AIM OF THE EXERCISE -
Records follow. Pull out every line that contains "cluster".

(Segmentation mask data)
**********

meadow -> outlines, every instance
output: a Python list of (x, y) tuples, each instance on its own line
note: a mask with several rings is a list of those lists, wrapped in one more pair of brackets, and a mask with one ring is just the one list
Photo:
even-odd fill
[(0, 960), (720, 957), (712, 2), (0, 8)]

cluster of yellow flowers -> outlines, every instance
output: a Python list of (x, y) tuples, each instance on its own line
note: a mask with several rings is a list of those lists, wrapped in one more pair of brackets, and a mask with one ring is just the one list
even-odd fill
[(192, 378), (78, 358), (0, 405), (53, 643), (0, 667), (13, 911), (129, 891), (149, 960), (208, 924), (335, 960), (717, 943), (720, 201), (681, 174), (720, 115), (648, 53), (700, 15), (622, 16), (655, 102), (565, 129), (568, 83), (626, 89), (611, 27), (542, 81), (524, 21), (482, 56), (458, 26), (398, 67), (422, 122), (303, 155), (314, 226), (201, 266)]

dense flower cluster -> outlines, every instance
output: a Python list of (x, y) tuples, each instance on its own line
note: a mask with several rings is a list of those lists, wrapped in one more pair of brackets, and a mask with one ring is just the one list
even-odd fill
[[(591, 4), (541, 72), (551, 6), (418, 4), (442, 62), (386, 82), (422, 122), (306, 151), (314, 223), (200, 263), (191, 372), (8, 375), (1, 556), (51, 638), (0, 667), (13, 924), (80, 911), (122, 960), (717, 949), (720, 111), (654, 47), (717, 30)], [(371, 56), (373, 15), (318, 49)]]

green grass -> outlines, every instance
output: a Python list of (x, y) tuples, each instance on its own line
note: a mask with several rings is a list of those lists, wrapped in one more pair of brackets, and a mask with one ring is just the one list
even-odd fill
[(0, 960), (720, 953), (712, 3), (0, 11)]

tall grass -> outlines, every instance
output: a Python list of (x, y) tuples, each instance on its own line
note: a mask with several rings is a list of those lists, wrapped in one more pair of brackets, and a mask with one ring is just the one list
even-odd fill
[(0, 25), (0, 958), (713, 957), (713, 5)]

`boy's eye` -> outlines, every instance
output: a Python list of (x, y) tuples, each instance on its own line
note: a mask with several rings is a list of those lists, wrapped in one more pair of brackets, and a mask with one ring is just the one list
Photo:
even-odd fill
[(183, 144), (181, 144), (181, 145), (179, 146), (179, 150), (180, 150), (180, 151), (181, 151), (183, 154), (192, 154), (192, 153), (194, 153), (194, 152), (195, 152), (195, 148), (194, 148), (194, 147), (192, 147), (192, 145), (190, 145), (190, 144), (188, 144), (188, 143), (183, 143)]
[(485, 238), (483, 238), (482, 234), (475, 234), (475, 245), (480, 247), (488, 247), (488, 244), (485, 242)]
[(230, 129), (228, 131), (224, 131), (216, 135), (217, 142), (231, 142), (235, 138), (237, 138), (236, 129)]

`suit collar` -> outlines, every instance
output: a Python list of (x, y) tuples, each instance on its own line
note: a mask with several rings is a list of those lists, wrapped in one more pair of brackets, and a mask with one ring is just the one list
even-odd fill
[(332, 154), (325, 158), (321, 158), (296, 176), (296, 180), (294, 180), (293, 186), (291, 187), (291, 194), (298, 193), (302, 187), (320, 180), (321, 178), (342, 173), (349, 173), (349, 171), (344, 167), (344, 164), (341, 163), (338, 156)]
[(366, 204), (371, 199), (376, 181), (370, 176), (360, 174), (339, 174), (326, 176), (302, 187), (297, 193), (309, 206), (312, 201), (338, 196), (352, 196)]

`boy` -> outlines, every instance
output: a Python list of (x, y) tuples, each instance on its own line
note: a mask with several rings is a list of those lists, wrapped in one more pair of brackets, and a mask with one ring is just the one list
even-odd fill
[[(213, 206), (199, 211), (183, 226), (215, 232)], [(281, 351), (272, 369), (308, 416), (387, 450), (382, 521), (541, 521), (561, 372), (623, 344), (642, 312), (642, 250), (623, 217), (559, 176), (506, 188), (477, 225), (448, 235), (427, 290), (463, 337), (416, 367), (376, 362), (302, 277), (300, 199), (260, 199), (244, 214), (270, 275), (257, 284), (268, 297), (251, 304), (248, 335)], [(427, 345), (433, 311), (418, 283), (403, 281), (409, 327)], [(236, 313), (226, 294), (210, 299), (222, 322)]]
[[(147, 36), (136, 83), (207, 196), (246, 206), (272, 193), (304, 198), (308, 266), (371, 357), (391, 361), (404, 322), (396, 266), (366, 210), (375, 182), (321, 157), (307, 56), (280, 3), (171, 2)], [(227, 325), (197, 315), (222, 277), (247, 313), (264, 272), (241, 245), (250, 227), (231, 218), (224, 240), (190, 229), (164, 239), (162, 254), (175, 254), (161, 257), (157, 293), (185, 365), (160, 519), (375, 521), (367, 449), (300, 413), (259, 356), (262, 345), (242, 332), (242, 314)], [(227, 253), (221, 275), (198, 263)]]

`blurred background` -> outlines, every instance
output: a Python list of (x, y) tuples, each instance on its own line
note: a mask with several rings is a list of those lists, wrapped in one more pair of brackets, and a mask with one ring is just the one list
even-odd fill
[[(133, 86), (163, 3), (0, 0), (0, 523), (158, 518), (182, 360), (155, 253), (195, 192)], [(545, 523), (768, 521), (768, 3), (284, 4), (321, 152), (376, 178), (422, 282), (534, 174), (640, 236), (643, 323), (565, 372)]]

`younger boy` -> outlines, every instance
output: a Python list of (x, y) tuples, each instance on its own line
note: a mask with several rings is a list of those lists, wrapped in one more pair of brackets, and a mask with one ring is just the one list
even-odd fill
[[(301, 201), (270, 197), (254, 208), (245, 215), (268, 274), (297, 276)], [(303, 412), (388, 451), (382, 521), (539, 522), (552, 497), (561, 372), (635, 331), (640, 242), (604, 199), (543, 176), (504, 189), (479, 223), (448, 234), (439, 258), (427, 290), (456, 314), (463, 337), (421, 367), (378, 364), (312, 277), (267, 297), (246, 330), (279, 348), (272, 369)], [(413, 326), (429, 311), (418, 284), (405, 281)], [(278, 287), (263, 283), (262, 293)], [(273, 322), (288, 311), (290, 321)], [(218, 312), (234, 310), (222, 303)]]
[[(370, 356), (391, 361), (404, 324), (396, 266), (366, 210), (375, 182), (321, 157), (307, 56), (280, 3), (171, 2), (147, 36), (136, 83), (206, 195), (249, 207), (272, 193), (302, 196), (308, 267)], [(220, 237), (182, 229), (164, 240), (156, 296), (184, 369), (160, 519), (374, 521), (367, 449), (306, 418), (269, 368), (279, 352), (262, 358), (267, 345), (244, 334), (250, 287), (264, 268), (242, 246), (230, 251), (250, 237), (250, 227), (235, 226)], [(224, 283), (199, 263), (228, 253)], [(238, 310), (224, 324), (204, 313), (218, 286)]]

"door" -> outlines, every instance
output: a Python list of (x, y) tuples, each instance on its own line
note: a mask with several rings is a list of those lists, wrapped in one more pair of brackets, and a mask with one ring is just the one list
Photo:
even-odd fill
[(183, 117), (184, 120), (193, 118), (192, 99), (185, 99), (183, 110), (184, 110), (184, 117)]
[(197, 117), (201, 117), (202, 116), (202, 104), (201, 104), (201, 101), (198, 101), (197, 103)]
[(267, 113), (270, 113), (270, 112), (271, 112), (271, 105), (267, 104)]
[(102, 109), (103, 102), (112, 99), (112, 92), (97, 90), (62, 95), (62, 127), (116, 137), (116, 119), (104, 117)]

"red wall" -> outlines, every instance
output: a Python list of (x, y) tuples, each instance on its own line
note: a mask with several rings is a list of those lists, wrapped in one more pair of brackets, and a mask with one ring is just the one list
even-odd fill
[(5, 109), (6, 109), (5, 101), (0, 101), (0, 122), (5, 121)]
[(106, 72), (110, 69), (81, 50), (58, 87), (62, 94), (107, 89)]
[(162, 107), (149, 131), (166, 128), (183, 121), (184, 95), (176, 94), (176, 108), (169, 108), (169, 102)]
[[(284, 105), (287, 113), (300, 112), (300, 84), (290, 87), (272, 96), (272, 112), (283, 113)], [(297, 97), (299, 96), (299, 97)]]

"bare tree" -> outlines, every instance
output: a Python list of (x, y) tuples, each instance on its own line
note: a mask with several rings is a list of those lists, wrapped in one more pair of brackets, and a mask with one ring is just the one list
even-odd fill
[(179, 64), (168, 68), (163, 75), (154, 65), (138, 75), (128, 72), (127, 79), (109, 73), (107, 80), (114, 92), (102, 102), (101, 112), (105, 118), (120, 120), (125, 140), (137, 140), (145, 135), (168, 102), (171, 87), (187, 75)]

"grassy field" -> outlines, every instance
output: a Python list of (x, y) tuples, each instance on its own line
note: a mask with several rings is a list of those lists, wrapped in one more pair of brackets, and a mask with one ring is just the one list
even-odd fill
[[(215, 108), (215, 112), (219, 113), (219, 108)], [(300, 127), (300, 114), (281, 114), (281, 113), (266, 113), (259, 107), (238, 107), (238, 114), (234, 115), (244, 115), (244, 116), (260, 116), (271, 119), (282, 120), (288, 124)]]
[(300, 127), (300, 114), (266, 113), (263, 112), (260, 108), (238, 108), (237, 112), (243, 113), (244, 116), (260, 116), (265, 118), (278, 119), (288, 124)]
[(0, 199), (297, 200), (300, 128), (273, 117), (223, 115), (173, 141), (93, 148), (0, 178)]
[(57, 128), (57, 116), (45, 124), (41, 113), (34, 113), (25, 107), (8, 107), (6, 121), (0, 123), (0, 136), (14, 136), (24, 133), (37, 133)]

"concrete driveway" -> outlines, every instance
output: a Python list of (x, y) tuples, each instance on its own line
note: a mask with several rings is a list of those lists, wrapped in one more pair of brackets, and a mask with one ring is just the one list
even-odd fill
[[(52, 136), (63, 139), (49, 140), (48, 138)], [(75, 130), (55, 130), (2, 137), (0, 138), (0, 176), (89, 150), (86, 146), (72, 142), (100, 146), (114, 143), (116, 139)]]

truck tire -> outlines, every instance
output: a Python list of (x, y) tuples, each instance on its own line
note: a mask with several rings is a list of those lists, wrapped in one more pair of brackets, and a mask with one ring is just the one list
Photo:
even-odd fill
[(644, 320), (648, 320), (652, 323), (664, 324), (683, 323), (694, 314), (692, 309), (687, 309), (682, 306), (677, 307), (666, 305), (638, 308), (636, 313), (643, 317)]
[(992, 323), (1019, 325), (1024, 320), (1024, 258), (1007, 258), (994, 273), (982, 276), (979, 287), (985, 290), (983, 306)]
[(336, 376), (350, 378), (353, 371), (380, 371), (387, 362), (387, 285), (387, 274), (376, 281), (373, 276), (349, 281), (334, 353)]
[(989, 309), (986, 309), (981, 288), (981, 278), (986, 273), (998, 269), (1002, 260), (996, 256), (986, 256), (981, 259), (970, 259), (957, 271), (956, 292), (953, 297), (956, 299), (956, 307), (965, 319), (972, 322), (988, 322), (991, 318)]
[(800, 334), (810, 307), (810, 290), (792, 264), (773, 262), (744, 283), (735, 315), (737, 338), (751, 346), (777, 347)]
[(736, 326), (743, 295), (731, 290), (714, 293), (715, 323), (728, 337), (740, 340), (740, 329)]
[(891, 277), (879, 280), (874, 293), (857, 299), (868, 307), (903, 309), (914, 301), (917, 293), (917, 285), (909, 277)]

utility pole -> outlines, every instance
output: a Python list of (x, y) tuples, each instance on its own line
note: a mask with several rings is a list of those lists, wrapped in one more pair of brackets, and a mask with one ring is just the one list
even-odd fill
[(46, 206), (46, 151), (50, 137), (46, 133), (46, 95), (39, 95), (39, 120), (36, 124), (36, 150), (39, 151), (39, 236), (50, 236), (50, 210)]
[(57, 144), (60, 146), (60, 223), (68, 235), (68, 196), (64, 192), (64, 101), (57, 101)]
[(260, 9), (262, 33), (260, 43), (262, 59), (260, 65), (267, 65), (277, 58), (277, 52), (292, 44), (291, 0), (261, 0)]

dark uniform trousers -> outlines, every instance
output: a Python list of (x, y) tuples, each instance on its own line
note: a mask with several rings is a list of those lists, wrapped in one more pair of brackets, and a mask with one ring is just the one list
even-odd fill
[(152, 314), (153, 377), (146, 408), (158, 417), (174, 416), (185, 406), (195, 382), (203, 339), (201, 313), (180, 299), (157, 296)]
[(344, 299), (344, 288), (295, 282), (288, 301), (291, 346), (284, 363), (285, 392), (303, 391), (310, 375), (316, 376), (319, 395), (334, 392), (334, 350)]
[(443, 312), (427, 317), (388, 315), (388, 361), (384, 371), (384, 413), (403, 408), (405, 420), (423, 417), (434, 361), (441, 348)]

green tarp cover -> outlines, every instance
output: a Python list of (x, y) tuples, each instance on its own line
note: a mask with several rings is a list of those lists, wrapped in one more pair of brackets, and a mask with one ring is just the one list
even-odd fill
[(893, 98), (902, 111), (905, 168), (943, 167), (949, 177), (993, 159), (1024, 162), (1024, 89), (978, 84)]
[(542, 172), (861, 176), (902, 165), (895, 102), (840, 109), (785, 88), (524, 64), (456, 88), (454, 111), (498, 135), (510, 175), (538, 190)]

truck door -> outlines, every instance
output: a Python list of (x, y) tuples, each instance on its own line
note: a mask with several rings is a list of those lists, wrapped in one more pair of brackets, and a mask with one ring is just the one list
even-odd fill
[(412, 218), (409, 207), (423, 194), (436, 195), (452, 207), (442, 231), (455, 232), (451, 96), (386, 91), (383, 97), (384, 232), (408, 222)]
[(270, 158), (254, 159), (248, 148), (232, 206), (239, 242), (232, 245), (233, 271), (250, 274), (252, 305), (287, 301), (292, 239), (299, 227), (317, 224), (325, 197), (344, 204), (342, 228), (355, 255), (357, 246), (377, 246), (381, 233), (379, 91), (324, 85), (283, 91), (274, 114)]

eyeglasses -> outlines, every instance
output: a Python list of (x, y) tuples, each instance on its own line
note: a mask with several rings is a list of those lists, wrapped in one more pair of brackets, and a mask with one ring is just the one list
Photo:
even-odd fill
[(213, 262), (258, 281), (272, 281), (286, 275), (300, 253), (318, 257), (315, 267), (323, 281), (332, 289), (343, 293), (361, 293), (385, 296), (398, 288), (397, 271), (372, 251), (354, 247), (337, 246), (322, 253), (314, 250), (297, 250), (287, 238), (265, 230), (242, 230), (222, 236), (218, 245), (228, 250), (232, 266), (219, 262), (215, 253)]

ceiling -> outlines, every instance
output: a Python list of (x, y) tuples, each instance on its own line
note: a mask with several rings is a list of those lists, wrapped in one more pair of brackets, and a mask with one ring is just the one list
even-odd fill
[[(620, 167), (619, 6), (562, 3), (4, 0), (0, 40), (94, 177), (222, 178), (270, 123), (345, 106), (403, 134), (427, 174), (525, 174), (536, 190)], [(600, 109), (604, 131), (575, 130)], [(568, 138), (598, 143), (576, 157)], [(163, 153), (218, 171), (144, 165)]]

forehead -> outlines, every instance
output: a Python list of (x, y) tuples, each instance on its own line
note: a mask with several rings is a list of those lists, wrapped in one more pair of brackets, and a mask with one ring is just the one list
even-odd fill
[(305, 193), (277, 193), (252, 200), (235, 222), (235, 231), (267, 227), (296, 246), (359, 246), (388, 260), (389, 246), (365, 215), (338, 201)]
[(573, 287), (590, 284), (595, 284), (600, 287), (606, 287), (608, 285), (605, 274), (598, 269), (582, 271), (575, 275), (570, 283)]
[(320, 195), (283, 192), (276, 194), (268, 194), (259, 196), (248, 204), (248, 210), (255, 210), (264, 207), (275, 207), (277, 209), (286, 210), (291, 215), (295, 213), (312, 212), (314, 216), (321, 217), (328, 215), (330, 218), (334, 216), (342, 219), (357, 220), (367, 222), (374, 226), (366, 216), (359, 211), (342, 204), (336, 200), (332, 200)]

**********

SOLUTION -
cluster of yellow flowers -> outlines, every instance
dense flower cluster -> outlines, every instance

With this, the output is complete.